*** ENTRIES PROVIDED ***

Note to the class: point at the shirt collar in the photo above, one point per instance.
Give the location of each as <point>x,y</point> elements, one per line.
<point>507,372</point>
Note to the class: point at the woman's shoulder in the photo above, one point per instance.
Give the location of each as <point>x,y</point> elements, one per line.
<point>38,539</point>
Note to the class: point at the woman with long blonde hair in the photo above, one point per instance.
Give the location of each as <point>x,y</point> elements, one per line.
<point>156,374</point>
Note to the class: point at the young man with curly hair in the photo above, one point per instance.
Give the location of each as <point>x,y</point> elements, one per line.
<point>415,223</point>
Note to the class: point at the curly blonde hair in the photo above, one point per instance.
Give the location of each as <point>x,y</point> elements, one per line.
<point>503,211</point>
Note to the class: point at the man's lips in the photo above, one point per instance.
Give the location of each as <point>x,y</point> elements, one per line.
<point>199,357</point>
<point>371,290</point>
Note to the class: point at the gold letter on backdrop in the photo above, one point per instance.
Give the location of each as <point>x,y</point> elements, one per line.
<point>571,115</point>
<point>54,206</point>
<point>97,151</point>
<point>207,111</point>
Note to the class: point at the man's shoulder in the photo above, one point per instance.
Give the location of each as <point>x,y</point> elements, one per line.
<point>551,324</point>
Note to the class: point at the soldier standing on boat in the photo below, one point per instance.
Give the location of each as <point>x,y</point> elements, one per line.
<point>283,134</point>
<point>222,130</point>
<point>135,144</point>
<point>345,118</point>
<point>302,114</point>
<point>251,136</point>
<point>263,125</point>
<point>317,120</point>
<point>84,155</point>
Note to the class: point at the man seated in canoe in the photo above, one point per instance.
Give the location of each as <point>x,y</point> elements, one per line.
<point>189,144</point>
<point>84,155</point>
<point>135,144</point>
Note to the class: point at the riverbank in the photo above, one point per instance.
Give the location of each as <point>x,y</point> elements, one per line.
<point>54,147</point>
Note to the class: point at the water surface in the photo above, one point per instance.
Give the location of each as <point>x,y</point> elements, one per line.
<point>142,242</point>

*** End of ENTRIES PROVIDED ***

# WORK ORDER
Your answer is the line containing "Note to the class: point at the riverbank" plus every line after it through the end of the entries, given again exactly and alone.

# THE COMPLETED TASK
Note to the class: point at the riverbank in the photo above, one point per instance.
Give the location of each as <point>x,y</point> elements, one per line.
<point>54,147</point>
Note to the class: point at the water surface in the photo above, one point per instance.
Give the location of each as <point>x,y</point> elements, one per line.
<point>142,242</point>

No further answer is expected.